### Work instruction
Every line holding the string "instance" should be copied out of the listing.
########
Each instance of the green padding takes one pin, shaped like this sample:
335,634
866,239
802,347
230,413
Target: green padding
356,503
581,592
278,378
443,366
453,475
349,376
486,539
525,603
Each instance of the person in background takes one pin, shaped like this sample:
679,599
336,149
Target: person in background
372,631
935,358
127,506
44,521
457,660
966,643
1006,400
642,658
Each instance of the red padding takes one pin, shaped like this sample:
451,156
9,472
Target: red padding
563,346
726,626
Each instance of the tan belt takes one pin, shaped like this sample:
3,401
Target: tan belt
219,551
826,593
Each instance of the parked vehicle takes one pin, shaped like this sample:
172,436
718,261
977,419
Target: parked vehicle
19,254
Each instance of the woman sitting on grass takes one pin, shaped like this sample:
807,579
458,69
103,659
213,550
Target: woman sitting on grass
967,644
########
### Task response
Each instance of the green padding takes one pin, shaped like this sample:
Each instance of the person in background takes one pin, shaped like this sample:
Each instance of the red padding takes one pin, shaped like this sample:
Each instance of the tan belt takes one pin, shaped like this sample:
Each instance of the parked vehicle takes one pin, shaped like this sample:
Each instance of the woman sitting on grass takes one pin, shaped like this sample:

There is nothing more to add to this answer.